## Passage to read
:::::

Open askcs517 opened 2 weeks ago

askcs517 commented 2 weeks ago

Your current environment

1、 torch 2.3.0+cu118 vllm 0.4.3+cu118 2、 [root@master1 v2]# pip show torch Name: torch Version: 2.3.0+cu118 Summary: Tensors and Dynamic neural networks in Python with strong GPU acceleration Home-page: https://pytorch.org/ Author: PyTorch Team Author-email: packages@pytorch.org License: BSD-3 Location: /opt/anaconda3/envs/vllm4/lib/python3.10/site-packages Requires: filelock, fsspec, jinja2, networkx, nvidia-cublas-cu11, nvidia-cuda-cupti-cu11, nvidia-cuda-nvrtc-cu11, nvidia-cuda-runtime-cu11, nvidia-cudnn-cu11, nvidia-cufft-cu11, nvidia-curand-cu11, nvidia-cusolver-cu11, nvidia-cusparse-cu11, nvidia-nccl-cu11, nvidia-nvtx-cu11, sympy, triton, typing-extensions 3、(vllm4) [root@master1 v2]# pip list |grep nccl nvidia-nccl-cu11 2.20.5

🐛 Describe the bug

When cuda_graph is enabled, RunTimeError:NCCL error is reported using nvidia-nccl-cu11 pip install nvidia-nccl-cu12 is ok.

askcs517 commented 2 weeks ago

Is cuda_graph dependent on nvidia-nccl-cu12?

youkaichao commented 2 weeks ago

When cuda_graph is enabled, RunTimeError:NCCL error is reported using nvidia-nccl-cu11

then this is a nccl bug, you need to report it to https://github.com/NVIDIA/nccl .

:::::

## Provided data
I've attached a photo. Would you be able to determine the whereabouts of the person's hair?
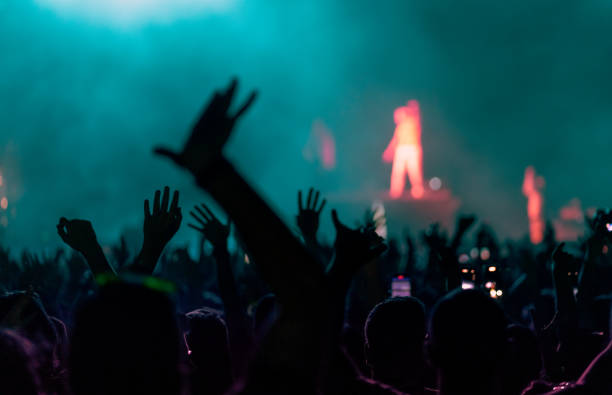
[364,297,426,367]
[429,290,506,386]
[185,308,233,394]
[70,282,180,395]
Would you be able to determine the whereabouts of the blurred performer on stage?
[383,100,425,199]
[523,166,546,244]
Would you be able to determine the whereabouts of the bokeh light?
[429,177,442,191]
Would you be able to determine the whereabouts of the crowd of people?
[0,81,612,395]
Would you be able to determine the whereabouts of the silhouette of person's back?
[365,297,426,394]
[70,282,180,395]
[185,308,233,395]
[429,290,506,395]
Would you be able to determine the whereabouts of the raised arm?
[156,81,323,303]
[296,188,327,257]
[189,204,252,374]
[57,217,115,277]
[127,187,183,275]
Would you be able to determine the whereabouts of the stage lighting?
[35,0,238,27]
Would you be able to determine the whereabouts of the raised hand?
[57,217,99,255]
[332,210,387,273]
[189,203,232,250]
[155,79,257,174]
[57,217,114,276]
[130,187,183,274]
[296,188,327,242]
[144,187,183,249]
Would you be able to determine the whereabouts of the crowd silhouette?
[0,80,612,395]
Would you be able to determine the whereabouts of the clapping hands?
[155,79,257,174]
[144,187,183,249]
[296,188,327,241]
[189,204,232,250]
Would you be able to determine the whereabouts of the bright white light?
[35,0,239,27]
[429,177,442,191]
[480,247,495,262]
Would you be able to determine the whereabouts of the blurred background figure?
[383,100,425,199]
[523,166,546,244]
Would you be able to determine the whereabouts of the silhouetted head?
[365,297,426,390]
[429,290,506,394]
[0,329,42,395]
[70,282,180,395]
[185,308,232,394]
[185,308,229,366]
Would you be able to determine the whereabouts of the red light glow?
[523,166,545,244]
[383,100,425,199]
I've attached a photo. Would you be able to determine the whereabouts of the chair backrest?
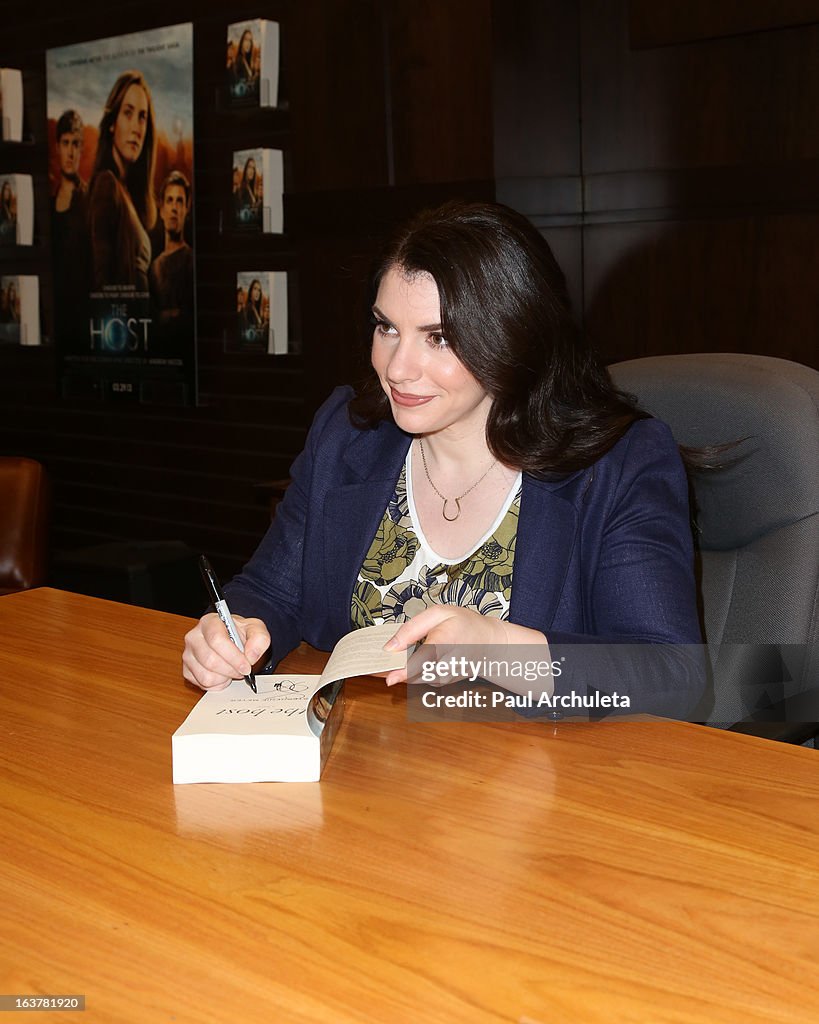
[609,352,819,724]
[0,456,49,594]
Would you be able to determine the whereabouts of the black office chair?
[609,352,819,742]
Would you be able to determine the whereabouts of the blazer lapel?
[509,474,578,631]
[324,423,413,634]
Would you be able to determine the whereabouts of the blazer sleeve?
[547,420,706,719]
[225,388,352,666]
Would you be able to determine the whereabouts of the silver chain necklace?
[418,437,498,522]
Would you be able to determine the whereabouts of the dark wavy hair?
[91,71,157,230]
[350,202,647,475]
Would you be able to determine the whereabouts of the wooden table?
[0,590,819,1024]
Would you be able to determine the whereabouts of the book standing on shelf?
[0,68,23,142]
[0,274,40,345]
[233,150,285,234]
[0,174,34,246]
[227,18,278,106]
[228,270,290,355]
[172,623,406,783]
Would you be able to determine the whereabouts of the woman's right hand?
[182,611,270,690]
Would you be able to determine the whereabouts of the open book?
[172,623,406,782]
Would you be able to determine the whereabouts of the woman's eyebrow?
[373,305,441,334]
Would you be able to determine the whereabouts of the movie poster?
[46,25,196,404]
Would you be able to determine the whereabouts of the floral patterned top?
[350,449,521,629]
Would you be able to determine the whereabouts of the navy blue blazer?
[225,388,704,717]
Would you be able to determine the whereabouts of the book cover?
[227,18,278,106]
[233,270,290,355]
[0,68,23,142]
[0,174,34,246]
[0,274,40,345]
[46,24,196,404]
[171,623,406,783]
[233,150,285,234]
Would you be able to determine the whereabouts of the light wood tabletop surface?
[0,589,819,1024]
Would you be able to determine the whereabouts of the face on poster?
[46,24,196,403]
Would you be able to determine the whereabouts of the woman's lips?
[390,387,434,409]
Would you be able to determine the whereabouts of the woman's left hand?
[384,604,511,686]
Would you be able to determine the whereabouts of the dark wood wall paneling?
[0,0,492,574]
[492,0,819,367]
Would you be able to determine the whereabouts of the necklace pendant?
[441,498,461,522]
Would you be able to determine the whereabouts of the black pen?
[199,555,256,693]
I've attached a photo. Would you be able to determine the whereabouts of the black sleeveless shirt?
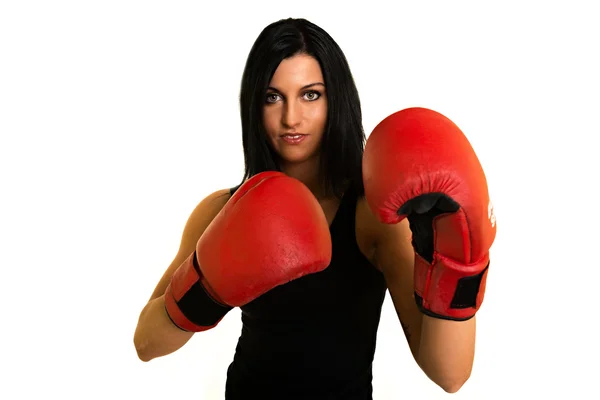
[225,189,386,400]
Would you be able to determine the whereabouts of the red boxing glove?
[165,172,332,332]
[363,108,496,321]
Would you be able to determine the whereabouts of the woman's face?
[263,54,327,163]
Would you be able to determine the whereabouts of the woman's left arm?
[374,219,475,393]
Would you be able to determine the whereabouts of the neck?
[281,158,325,200]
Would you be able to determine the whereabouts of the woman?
[134,19,475,399]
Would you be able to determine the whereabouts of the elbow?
[133,337,154,362]
[438,376,469,394]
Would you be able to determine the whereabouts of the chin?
[279,151,318,164]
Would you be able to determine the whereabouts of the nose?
[282,101,302,128]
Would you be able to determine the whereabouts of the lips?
[281,133,308,144]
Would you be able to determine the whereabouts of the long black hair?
[240,18,366,197]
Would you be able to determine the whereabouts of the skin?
[263,54,475,392]
[134,54,475,393]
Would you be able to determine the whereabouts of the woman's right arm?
[133,189,230,361]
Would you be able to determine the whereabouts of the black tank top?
[225,189,386,400]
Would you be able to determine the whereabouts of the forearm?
[133,295,194,361]
[416,315,476,393]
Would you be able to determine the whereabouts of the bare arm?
[133,190,229,361]
[374,220,475,393]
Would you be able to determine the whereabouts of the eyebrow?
[267,82,325,92]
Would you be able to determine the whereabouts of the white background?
[0,0,600,400]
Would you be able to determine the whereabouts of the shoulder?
[356,196,413,272]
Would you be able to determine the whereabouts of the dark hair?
[240,18,366,197]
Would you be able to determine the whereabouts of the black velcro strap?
[450,263,490,309]
[177,257,233,326]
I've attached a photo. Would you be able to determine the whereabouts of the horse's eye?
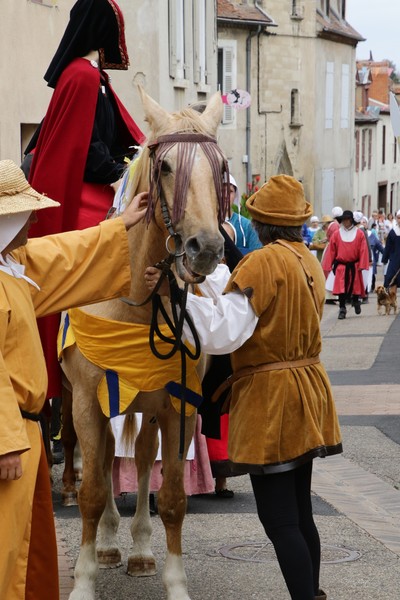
[161,160,172,175]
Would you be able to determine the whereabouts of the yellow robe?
[0,219,131,600]
[225,243,342,473]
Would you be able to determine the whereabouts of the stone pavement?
[55,284,400,600]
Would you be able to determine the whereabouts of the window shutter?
[325,62,335,129]
[222,46,235,124]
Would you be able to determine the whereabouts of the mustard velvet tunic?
[225,243,342,474]
[0,219,131,600]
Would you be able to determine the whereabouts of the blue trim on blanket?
[61,313,69,350]
[165,381,203,408]
[106,369,120,418]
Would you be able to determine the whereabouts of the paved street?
[54,274,400,600]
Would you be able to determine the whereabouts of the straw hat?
[0,160,60,216]
[246,175,313,227]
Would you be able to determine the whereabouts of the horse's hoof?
[126,556,157,577]
[61,492,78,506]
[97,548,122,569]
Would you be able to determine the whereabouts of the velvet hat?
[246,175,313,227]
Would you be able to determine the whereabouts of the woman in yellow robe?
[0,160,146,600]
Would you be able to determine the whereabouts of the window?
[382,125,386,165]
[355,130,360,173]
[169,0,185,79]
[321,169,335,214]
[325,62,335,129]
[340,65,350,129]
[218,40,236,125]
[361,129,367,171]
[290,89,300,125]
[368,129,372,170]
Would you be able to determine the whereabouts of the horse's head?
[140,89,229,283]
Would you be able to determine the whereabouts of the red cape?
[29,58,145,237]
[29,58,145,398]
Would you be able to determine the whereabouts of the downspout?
[246,25,262,183]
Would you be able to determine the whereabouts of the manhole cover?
[209,542,361,564]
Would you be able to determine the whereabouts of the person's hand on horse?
[0,452,22,481]
[121,192,149,229]
[144,267,169,296]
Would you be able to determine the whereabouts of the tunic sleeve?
[13,218,131,317]
[0,296,30,455]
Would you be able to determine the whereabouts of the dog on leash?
[375,285,397,315]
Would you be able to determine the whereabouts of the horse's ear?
[138,85,169,133]
[201,92,224,133]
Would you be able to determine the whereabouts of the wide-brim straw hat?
[0,160,60,216]
[246,175,313,227]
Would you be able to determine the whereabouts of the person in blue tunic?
[227,175,262,254]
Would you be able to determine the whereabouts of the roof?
[217,0,276,28]
[317,6,365,46]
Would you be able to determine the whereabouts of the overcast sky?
[346,0,400,72]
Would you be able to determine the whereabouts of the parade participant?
[26,0,144,408]
[0,160,147,600]
[382,210,400,292]
[324,210,369,319]
[145,175,342,600]
[225,174,262,254]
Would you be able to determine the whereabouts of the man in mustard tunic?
[0,160,147,600]
[145,175,342,600]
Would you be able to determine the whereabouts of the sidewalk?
[56,294,400,600]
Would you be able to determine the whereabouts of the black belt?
[19,408,40,421]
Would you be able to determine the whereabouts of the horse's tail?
[121,413,137,456]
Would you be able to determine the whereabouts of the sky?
[346,0,400,72]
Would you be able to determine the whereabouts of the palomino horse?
[61,90,228,600]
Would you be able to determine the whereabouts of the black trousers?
[250,461,321,600]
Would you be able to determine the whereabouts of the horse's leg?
[97,425,122,569]
[69,386,108,600]
[157,406,196,600]
[127,414,158,577]
[61,386,78,506]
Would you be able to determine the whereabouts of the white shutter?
[325,62,335,129]
[321,169,335,215]
[340,65,350,129]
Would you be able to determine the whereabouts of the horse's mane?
[123,107,229,223]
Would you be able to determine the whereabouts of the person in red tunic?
[327,210,369,319]
[22,0,144,422]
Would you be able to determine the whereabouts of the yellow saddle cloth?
[58,308,202,417]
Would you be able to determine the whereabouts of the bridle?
[121,132,229,459]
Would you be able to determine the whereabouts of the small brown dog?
[375,285,397,315]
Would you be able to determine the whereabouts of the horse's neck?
[84,197,167,324]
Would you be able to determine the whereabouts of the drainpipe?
[246,25,262,183]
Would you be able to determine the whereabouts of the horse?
[61,88,229,600]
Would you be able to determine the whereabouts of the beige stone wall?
[0,0,217,163]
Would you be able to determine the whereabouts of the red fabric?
[206,414,229,463]
[29,58,144,237]
[327,229,369,297]
[29,58,144,398]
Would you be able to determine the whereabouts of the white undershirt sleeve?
[183,265,258,354]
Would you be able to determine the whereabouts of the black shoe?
[52,440,64,465]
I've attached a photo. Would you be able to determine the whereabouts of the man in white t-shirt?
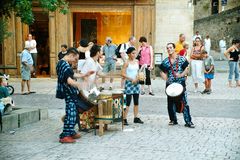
[78,45,104,90]
[25,34,37,78]
[219,37,227,61]
[119,36,136,88]
[119,36,136,62]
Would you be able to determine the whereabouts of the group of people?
[56,36,154,143]
[54,34,240,143]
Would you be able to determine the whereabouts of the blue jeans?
[228,61,239,81]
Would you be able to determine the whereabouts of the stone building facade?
[194,0,240,59]
[0,0,193,77]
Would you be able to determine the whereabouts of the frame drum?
[77,90,97,113]
[166,83,183,100]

:::::

## What you will do
a: Answer these questions about the issue thread:
(i) What torch version is listed under the current environment?
(ii) What version of nvidia-nccl-cu11 does the pip list output show?
(iii) Where does youkaichao say the NCCL bug should be reported?
b: Can you reproduce the part of the issue thread starting with "1、 torch 2.3.0+cu118" and going on through "nvidia-nccl-cu12 is ok." word for word?
None of the entries matter here.

## Solution list
a:
(i) 2.3.0+cu118
(ii) 2.20.5
(iii) https://github.com/NVIDIA/nccl

b:
1、 torch 2.3.0+cu118 vllm 0.4.3+cu118 2、 [root@master1 v2]# pip show torch Name: torch Version: 2.3.0+cu118 Summary: Tensors and Dynamic neural networks in Python with strong GPU acceleration Home-page: https://pytorch.org/ Author: PyTorch Team Author-email: packages@pytorch.org License: BSD-3 Location: /opt/anaconda3/envs/vllm4/lib/python3.10/site-packages Requires: filelock, fsspec, jinja2, networkx, nvidia-cublas-cu11, nvidia-cuda-cupti-cu11, nvidia-cuda-nvrtc-cu11, nvidia-cuda-runtime-cu11, nvidia-cudnn-cu11, nvidia-cufft-cu11, nvidia-curand-cu11, nvidia-cusolver-cu11, nvidia-cusparse-cu11, nvidia-nccl-cu11, nvidia-nvtx-cu11, sympy, triton, typing-extensions 3、(vllm4) [root@master1 v2]# pip list |grep nccl nvidia-nccl-cu11 2.20.5

🐛 Describe the bug

When cuda_graph is enabled, RunTimeError:NCCL error is reported using nvidia-nccl-cu11 pip install nvidia-nccl-cu12 is ok.